= What to work on =
Rewrite the material below with every "walrus" changed to "seal" and nothing else altered. Leave the pictures out of your version.

= Input for this task =
☆ ☆ ☆ ☆
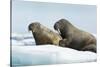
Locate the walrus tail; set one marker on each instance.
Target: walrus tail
(91, 47)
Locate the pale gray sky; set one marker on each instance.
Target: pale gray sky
(25, 12)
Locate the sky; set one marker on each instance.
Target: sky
(26, 12)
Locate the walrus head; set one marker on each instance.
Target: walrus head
(59, 25)
(33, 26)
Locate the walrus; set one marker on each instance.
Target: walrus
(43, 35)
(75, 38)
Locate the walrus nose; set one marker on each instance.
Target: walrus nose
(55, 26)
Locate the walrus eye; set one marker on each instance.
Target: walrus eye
(58, 31)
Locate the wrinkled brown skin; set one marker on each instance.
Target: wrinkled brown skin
(43, 35)
(74, 37)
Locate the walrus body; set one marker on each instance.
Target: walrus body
(44, 35)
(74, 37)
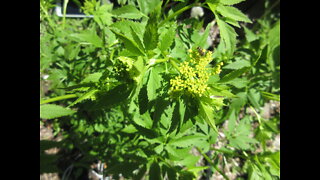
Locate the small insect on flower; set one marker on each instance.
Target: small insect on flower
(201, 51)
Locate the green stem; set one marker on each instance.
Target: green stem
(176, 13)
(69, 96)
(174, 64)
(228, 152)
(65, 3)
(51, 24)
(211, 163)
(255, 112)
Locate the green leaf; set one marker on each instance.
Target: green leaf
(233, 13)
(250, 36)
(94, 77)
(129, 129)
(234, 74)
(254, 97)
(143, 120)
(102, 15)
(239, 138)
(228, 36)
(155, 172)
(237, 64)
(270, 96)
(87, 37)
(177, 116)
(88, 95)
(128, 11)
(51, 111)
(147, 6)
(230, 2)
(131, 46)
(202, 41)
(187, 141)
(153, 83)
(239, 82)
(207, 113)
(166, 39)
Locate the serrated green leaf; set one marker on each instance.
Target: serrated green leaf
(234, 74)
(239, 82)
(207, 113)
(254, 97)
(230, 2)
(231, 21)
(131, 46)
(187, 141)
(88, 95)
(155, 172)
(128, 11)
(94, 77)
(87, 37)
(51, 111)
(237, 64)
(233, 13)
(202, 41)
(129, 129)
(143, 120)
(250, 36)
(147, 6)
(270, 96)
(228, 36)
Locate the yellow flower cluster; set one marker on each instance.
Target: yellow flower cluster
(128, 62)
(217, 68)
(193, 74)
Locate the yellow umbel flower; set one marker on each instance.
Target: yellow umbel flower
(128, 62)
(194, 75)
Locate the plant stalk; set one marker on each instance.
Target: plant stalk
(59, 98)
(211, 163)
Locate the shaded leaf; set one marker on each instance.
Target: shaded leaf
(51, 111)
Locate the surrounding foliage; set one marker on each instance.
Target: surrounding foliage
(140, 89)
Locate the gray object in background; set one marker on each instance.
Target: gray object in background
(73, 11)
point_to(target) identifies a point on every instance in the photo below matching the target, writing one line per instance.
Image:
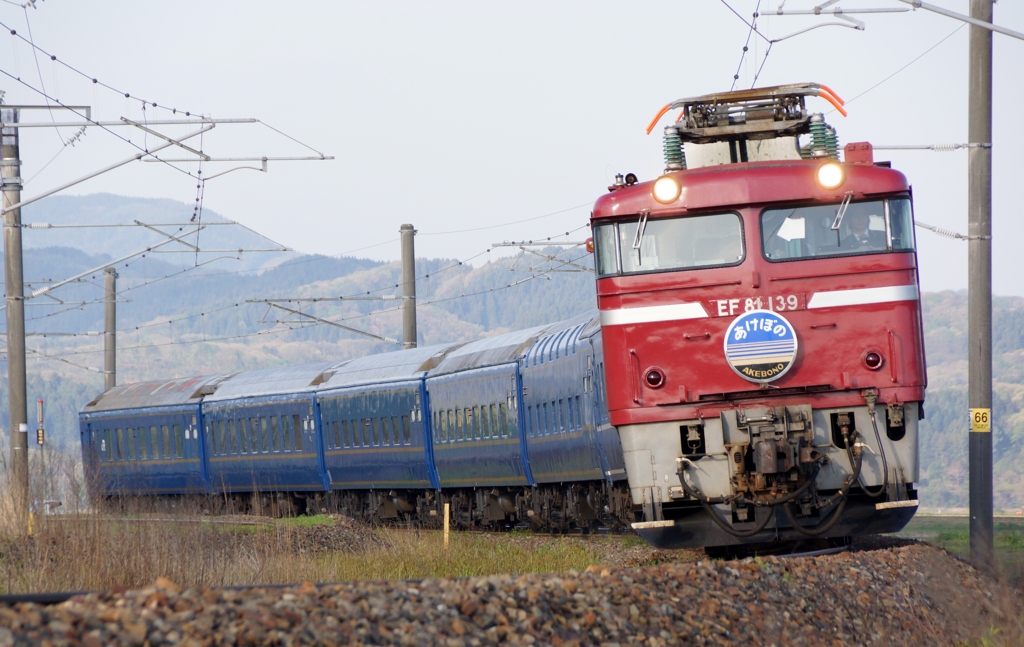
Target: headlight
(830, 175)
(666, 189)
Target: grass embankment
(953, 533)
(89, 553)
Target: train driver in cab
(862, 238)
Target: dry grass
(85, 552)
(78, 550)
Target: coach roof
(156, 393)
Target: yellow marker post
(981, 420)
(448, 511)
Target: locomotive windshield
(669, 244)
(821, 230)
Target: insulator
(819, 145)
(675, 157)
(832, 142)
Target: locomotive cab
(762, 329)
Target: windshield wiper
(641, 225)
(842, 211)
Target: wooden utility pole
(408, 286)
(10, 175)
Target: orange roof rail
(832, 99)
(833, 92)
(657, 118)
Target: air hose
(870, 398)
(841, 495)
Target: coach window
(286, 438)
(297, 426)
(274, 438)
(240, 425)
(503, 420)
(220, 430)
(130, 449)
(166, 451)
(485, 421)
(645, 245)
(876, 226)
(288, 432)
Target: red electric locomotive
(762, 329)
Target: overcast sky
(462, 116)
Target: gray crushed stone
(907, 595)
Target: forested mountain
(176, 318)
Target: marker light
(654, 378)
(666, 189)
(830, 175)
(873, 359)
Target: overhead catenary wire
(91, 121)
(13, 33)
(747, 44)
(514, 284)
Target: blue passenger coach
(142, 438)
(259, 433)
(506, 430)
(376, 438)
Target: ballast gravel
(910, 595)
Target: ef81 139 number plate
(774, 303)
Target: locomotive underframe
(762, 470)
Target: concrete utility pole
(110, 329)
(980, 285)
(408, 286)
(10, 174)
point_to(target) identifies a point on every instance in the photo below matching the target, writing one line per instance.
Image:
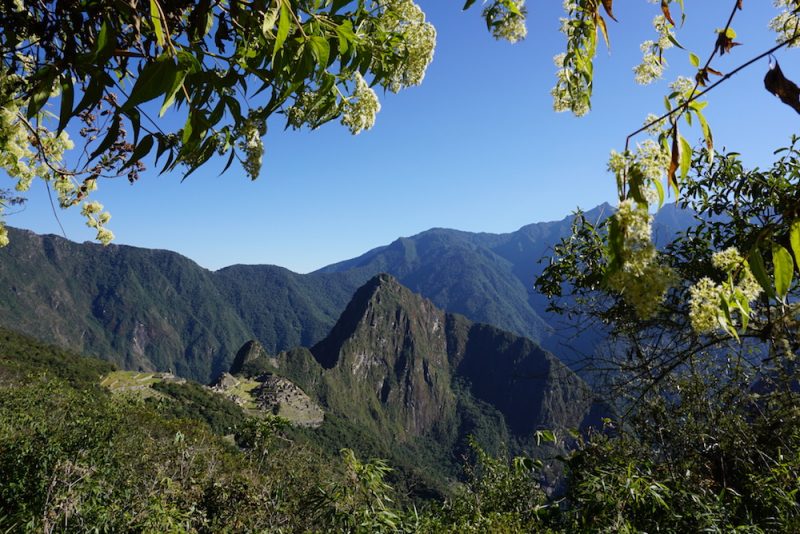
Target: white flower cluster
(573, 89)
(787, 23)
(360, 110)
(683, 86)
(641, 279)
(404, 17)
(705, 302)
(506, 24)
(24, 162)
(563, 98)
(650, 159)
(251, 144)
(652, 66)
(97, 218)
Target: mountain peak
(381, 292)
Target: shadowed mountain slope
(156, 310)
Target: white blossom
(361, 108)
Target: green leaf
(67, 101)
(660, 191)
(155, 18)
(756, 262)
(794, 239)
(140, 151)
(155, 79)
(109, 140)
(320, 49)
(284, 25)
(42, 90)
(686, 156)
(706, 132)
(784, 270)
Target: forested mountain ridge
(157, 310)
(418, 382)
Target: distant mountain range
(417, 381)
(157, 310)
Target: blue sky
(477, 147)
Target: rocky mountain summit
(410, 373)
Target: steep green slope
(139, 308)
(418, 381)
(282, 308)
(156, 310)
☆ ☆ ☆ ☆
= Result below =
Locate the seal tail; set one marker on each instance.
Target: seal tail
(91, 47)
Locate the pale gray sky; set one marker on each instance.
Target: pale gray sky
(25, 12)
Locate the sky; set one marker on each instance.
Target: sky
(26, 12)
Locate the seal head; set one marker on each instance.
Target: seal head
(59, 25)
(33, 26)
Locate the seal; set one marker on each instance.
Target: seal
(43, 35)
(75, 38)
Locate the seal nose; set one marker on each instance.
Target: seal nose
(55, 26)
Locate the seal eye; set one marker on each instance.
Target: seal eye
(58, 31)
Locate the wrinkled brown skin; set one marker on each instance.
Target: wrinkled brown skin
(43, 35)
(74, 37)
Locate the seal body; set one marker on each instance.
Target: seal body
(44, 35)
(74, 37)
Locate the small insect on flower; set one marker on each instance.
Target: small insect on flower
(201, 51)
Locate the green stem; set one marker on each instance.
Target: green stem
(176, 13)
(69, 96)
(174, 64)
(228, 152)
(65, 3)
(51, 24)
(211, 163)
(255, 112)
Locate the green leaf; set one marker on each instance.
Target: green leaf
(233, 13)
(250, 36)
(94, 77)
(129, 129)
(234, 74)
(254, 97)
(143, 120)
(102, 15)
(239, 138)
(228, 36)
(155, 172)
(237, 64)
(270, 96)
(87, 37)
(177, 116)
(88, 95)
(128, 11)
(51, 111)
(147, 6)
(230, 2)
(131, 46)
(202, 41)
(187, 141)
(153, 83)
(239, 82)
(207, 113)
(166, 39)
Locate the serrated green leaf; set one marker on each instance.
Target: serrated green leaf
(234, 74)
(239, 82)
(207, 113)
(254, 97)
(230, 2)
(231, 21)
(131, 46)
(187, 141)
(88, 95)
(155, 172)
(128, 11)
(94, 77)
(87, 37)
(51, 111)
(237, 64)
(233, 13)
(202, 41)
(129, 129)
(143, 120)
(250, 36)
(147, 6)
(270, 96)
(228, 36)
Locate the yellow flower cluster; set one marker on each instance.
Target: yellow flower cluster
(128, 62)
(217, 68)
(193, 74)
Locate the yellow umbel flower; set one marker on each instance.
Target: yellow umbel flower
(128, 62)
(194, 75)
Locate the plant stalk; set one marker on each instance.
Target: plant stalk
(59, 98)
(211, 163)
Locate the shaded leaf; set one marker on each instance.
Target: shaded leaf
(51, 111)
Locate the surrounding foliage; set one marker on each instance.
Target: surrounding foliage
(140, 89)
Locate the gray object in background; set one marker on each instance.
Target: gray object in background
(73, 11)
point_to(target) identifies a point on every instance in the photo below matching the target, writing one line per instance.
Image:
Target: headlight
(830, 175)
(666, 189)
Target: grass embankment
(953, 533)
(89, 553)
Target: train driver in cab
(862, 238)
Target: dry grass
(85, 552)
(78, 550)
Target: coach roof
(156, 393)
Target: yellow marker post
(981, 420)
(448, 511)
Target: locomotive windshield
(669, 244)
(821, 230)
Target: insulator
(819, 145)
(675, 157)
(832, 142)
Target: locomotive cab
(762, 329)
Target: windshield wiper
(641, 225)
(842, 211)
Target: wooden utility pole
(408, 286)
(10, 175)
Target: orange roof rail
(832, 99)
(833, 92)
(657, 118)
Target: air hose
(870, 398)
(841, 495)
Target: coach window
(286, 438)
(297, 426)
(274, 438)
(240, 425)
(503, 420)
(220, 430)
(130, 449)
(166, 451)
(485, 421)
(645, 245)
(876, 226)
(288, 432)
Target: red electric locomotive
(762, 329)
Target: overcast sky
(462, 116)
Target: gray crushed stone
(907, 595)
Target: forested mountain
(176, 318)
Target: marker light
(654, 378)
(666, 189)
(830, 175)
(873, 359)
Target: overhead catenary wire
(91, 121)
(13, 33)
(747, 44)
(514, 284)
Target: blue passenger coach
(142, 438)
(259, 433)
(506, 430)
(376, 438)
Target: ballast gravel
(910, 595)
Target: ef81 139 number plate
(774, 303)
Target: locomotive underframe
(762, 470)
Target: concrete utility pole
(110, 329)
(980, 285)
(408, 286)
(10, 174)
point_to(target) identifies a point on every instance in the photo below matching the target, writing one line per instance.
Image:
Target: white flower cluster
(573, 89)
(787, 23)
(360, 110)
(683, 86)
(641, 279)
(404, 17)
(705, 302)
(506, 24)
(24, 162)
(563, 98)
(650, 159)
(251, 144)
(652, 66)
(97, 218)
Target: mountain peak
(381, 292)
Target: shadowed mountain slope
(156, 310)
Target: white blossom
(361, 108)
Target: green leaf
(67, 101)
(660, 191)
(155, 18)
(756, 262)
(794, 239)
(140, 151)
(155, 79)
(109, 140)
(320, 49)
(284, 25)
(42, 90)
(686, 156)
(706, 132)
(784, 270)
Target: forested mountain ridge
(157, 310)
(418, 382)
Target: distant mountain range
(417, 381)
(157, 310)
Target: blue sky
(477, 147)
Target: rocky mountain summit
(410, 373)
Target: steep green slope
(139, 308)
(418, 381)
(282, 308)
(156, 310)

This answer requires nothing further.